### STATED TASK
Copy the items below verbatim, from the line with "Spot the berry on plate." up to and including the line with "left=86, top=64, right=271, bottom=128".

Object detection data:
--- START ---

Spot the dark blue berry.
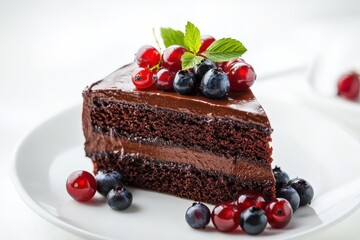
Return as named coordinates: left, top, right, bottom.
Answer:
left=276, top=186, right=300, bottom=212
left=288, top=178, right=314, bottom=206
left=107, top=187, right=132, bottom=210
left=240, top=207, right=267, bottom=235
left=95, top=170, right=124, bottom=197
left=200, top=68, right=230, bottom=98
left=194, top=59, right=216, bottom=82
left=173, top=70, right=196, bottom=95
left=185, top=202, right=210, bottom=229
left=273, top=166, right=290, bottom=192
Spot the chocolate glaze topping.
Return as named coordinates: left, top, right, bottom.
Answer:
left=85, top=64, right=271, bottom=129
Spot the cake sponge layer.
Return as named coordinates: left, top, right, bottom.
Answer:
left=90, top=99, right=272, bottom=163
left=90, top=153, right=275, bottom=204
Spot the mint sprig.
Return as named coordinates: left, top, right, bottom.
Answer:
left=181, top=52, right=204, bottom=69
left=202, top=38, right=247, bottom=62
left=160, top=28, right=185, bottom=47
left=184, top=22, right=201, bottom=53
left=160, top=22, right=247, bottom=69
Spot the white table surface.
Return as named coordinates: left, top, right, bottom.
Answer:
left=0, top=0, right=360, bottom=239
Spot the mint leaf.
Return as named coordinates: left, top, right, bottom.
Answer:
left=184, top=22, right=201, bottom=53
left=181, top=52, right=204, bottom=69
left=201, top=38, right=247, bottom=62
left=160, top=28, right=185, bottom=47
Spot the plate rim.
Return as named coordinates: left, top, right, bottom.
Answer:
left=10, top=101, right=360, bottom=239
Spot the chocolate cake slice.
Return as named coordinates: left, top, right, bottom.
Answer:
left=82, top=64, right=275, bottom=204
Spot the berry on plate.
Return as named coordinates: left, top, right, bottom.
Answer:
left=161, top=45, right=187, bottom=72
left=237, top=190, right=266, bottom=212
left=200, top=68, right=230, bottom=98
left=106, top=187, right=133, bottom=210
left=211, top=202, right=240, bottom=232
left=227, top=62, right=256, bottom=91
left=199, top=35, right=215, bottom=53
left=185, top=202, right=210, bottom=229
left=135, top=45, right=160, bottom=68
left=66, top=170, right=96, bottom=202
left=173, top=70, right=196, bottom=95
left=337, top=72, right=360, bottom=100
left=194, top=59, right=216, bottom=82
left=276, top=186, right=300, bottom=212
left=155, top=68, right=175, bottom=90
left=288, top=178, right=314, bottom=206
left=95, top=170, right=124, bottom=197
left=131, top=67, right=154, bottom=89
left=265, top=198, right=293, bottom=228
left=273, top=166, right=290, bottom=191
left=240, top=207, right=267, bottom=235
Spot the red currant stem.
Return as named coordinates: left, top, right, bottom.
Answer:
left=153, top=28, right=162, bottom=55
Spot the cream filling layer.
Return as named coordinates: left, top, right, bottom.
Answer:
left=85, top=132, right=273, bottom=180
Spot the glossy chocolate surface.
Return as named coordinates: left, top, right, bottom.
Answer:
left=86, top=64, right=271, bottom=128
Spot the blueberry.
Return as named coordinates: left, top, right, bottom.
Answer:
left=185, top=202, right=210, bottom=229
left=200, top=68, right=230, bottom=98
left=276, top=186, right=300, bottom=212
left=95, top=170, right=124, bottom=197
left=288, top=178, right=314, bottom=206
left=273, top=166, right=290, bottom=192
left=107, top=187, right=132, bottom=210
left=194, top=59, right=216, bottom=82
left=173, top=70, right=196, bottom=95
left=240, top=207, right=267, bottom=235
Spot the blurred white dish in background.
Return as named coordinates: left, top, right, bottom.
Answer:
left=301, top=29, right=360, bottom=139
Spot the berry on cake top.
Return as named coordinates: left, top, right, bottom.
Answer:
left=132, top=22, right=256, bottom=99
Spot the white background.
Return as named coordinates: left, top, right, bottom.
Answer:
left=0, top=0, right=360, bottom=239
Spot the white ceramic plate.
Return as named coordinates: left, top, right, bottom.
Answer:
left=12, top=100, right=360, bottom=240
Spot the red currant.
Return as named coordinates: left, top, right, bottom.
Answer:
left=161, top=45, right=186, bottom=73
left=211, top=202, right=240, bottom=232
left=223, top=58, right=245, bottom=72
left=337, top=72, right=360, bottom=100
left=135, top=45, right=160, bottom=68
left=237, top=190, right=266, bottom=212
left=131, top=68, right=154, bottom=89
left=227, top=62, right=256, bottom=91
left=156, top=68, right=175, bottom=90
left=199, top=35, right=215, bottom=53
left=265, top=198, right=293, bottom=228
left=66, top=170, right=96, bottom=202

--- END ---

### TASK RESULT
Spot the berry on plate.
Return as named coordinates: left, top, right, bottom.
Answer:
left=161, top=45, right=187, bottom=72
left=237, top=190, right=266, bottom=212
left=200, top=68, right=230, bottom=98
left=106, top=187, right=133, bottom=210
left=211, top=202, right=240, bottom=232
left=227, top=62, right=256, bottom=91
left=199, top=35, right=215, bottom=53
left=185, top=202, right=210, bottom=229
left=135, top=45, right=160, bottom=68
left=66, top=170, right=96, bottom=202
left=173, top=70, right=196, bottom=95
left=337, top=72, right=360, bottom=100
left=194, top=59, right=216, bottom=82
left=276, top=186, right=300, bottom=212
left=155, top=68, right=175, bottom=90
left=288, top=178, right=314, bottom=206
left=95, top=170, right=124, bottom=197
left=131, top=67, right=154, bottom=89
left=265, top=198, right=293, bottom=228
left=273, top=166, right=290, bottom=191
left=240, top=207, right=267, bottom=235
Spot the red currant stem.
Return as named coordinates: left, top, right, bottom.
Answer:
left=153, top=28, right=162, bottom=55
Spot the cream filling layer.
Return as named coordinates: left, top, right, bottom.
Answer:
left=85, top=132, right=273, bottom=180
Spot the glossy chocolate surface.
Return as named coordinates: left, top, right, bottom.
Answer:
left=86, top=64, right=271, bottom=128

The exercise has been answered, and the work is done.